**Exercise material:**
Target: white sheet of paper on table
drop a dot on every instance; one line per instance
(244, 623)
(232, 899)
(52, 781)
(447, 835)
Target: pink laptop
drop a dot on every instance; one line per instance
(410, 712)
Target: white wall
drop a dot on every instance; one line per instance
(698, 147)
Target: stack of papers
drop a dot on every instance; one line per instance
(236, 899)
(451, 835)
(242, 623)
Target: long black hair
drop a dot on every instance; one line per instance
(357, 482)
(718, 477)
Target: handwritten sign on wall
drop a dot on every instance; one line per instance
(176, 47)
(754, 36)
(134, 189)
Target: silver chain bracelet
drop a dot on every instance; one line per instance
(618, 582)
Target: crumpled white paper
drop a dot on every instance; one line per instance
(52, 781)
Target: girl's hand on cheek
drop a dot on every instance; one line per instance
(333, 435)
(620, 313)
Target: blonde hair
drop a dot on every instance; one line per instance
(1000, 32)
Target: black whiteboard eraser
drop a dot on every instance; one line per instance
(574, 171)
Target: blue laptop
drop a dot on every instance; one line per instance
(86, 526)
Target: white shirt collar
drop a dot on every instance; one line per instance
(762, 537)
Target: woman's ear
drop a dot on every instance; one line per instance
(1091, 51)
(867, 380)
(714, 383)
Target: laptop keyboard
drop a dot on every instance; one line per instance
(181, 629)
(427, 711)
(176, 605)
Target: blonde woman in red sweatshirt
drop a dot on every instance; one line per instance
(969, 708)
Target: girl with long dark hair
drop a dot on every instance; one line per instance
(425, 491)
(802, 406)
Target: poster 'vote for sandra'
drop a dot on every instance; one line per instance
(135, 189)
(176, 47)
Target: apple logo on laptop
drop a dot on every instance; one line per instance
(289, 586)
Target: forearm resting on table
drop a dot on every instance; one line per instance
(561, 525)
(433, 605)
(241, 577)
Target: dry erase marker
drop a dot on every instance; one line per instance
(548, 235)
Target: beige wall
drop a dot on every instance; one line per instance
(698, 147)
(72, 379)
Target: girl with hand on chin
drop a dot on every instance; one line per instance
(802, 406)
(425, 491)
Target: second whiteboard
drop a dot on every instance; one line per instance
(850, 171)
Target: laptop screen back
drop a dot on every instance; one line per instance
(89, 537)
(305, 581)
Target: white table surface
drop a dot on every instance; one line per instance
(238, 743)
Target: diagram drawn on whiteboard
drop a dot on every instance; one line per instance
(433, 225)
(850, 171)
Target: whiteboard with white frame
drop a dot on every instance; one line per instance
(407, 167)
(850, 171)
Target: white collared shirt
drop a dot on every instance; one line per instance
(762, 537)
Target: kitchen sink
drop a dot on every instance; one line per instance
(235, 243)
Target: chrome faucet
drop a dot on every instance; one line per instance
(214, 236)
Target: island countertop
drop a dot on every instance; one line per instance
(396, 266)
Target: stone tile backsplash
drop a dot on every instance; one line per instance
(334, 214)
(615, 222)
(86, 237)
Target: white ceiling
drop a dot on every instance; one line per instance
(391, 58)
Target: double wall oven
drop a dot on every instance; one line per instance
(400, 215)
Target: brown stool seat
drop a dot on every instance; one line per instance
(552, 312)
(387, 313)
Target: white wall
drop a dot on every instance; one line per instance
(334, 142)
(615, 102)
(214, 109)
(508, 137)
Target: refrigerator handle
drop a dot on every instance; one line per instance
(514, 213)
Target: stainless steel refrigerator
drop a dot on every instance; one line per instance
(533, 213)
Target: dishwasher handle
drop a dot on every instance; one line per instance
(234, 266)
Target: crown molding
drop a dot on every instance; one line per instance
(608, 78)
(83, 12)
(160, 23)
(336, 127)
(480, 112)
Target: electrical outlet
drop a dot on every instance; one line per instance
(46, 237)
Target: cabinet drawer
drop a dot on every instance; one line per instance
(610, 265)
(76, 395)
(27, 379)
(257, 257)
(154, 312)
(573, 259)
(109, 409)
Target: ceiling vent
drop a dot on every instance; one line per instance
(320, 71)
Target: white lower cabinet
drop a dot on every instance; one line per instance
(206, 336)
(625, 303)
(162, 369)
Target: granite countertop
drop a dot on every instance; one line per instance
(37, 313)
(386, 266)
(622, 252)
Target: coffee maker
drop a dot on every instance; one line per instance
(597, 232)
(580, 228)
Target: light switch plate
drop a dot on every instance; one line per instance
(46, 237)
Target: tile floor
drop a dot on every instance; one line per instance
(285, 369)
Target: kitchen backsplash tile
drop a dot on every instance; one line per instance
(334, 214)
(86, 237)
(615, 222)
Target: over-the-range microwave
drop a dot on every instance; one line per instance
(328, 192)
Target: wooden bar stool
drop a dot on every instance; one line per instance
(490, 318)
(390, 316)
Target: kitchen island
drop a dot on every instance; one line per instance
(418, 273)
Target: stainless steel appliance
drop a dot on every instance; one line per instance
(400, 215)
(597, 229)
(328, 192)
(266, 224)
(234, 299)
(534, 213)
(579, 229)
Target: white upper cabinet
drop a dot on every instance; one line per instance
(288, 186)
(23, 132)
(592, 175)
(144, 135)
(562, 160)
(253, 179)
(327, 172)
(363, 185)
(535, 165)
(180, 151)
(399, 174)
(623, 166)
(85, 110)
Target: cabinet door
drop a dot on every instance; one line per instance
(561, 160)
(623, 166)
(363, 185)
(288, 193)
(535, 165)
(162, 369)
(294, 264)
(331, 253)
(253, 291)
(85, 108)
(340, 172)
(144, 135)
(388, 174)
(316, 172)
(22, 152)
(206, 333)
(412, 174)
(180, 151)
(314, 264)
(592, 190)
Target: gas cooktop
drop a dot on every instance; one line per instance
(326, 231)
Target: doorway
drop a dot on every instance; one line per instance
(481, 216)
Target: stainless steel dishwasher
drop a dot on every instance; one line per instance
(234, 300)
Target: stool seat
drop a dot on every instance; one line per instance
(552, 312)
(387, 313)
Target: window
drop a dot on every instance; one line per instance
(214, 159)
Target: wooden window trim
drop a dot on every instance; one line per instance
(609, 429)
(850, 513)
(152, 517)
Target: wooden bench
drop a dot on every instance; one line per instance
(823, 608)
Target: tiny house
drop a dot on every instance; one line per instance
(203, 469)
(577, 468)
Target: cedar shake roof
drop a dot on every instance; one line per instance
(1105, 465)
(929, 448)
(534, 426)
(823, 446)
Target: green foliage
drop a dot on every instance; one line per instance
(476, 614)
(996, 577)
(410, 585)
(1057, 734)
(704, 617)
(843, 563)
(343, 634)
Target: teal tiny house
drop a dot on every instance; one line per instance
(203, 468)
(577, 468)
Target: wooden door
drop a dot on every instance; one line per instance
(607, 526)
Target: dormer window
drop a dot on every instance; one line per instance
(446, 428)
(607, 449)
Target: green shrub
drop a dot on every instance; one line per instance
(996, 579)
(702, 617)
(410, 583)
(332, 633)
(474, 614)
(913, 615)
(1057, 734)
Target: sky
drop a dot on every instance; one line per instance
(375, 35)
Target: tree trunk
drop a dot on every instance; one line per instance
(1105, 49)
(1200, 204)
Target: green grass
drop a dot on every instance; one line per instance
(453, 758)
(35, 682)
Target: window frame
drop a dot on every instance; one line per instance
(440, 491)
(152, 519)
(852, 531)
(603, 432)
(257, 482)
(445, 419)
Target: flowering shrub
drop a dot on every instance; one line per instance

**Brief:** Could you restate word for word the lines above, from the one that contains "Target: coffee maker" through the one that contains "Target: over-the-range microwave", and no others?

**Answer to the exercise:**
Target: coffee maker
drop a dot on every instance; one line per instance
(597, 232)
(580, 228)
Target: light switch plate
drop a dot on every instance; one line per instance
(46, 237)
Target: tile floor
drop a dot on every instance; one line per instance
(285, 369)
Target: kitchen backsplash tile
drop a dot on every instance; one line per instance
(334, 214)
(86, 237)
(615, 222)
Target: over-the-range microwave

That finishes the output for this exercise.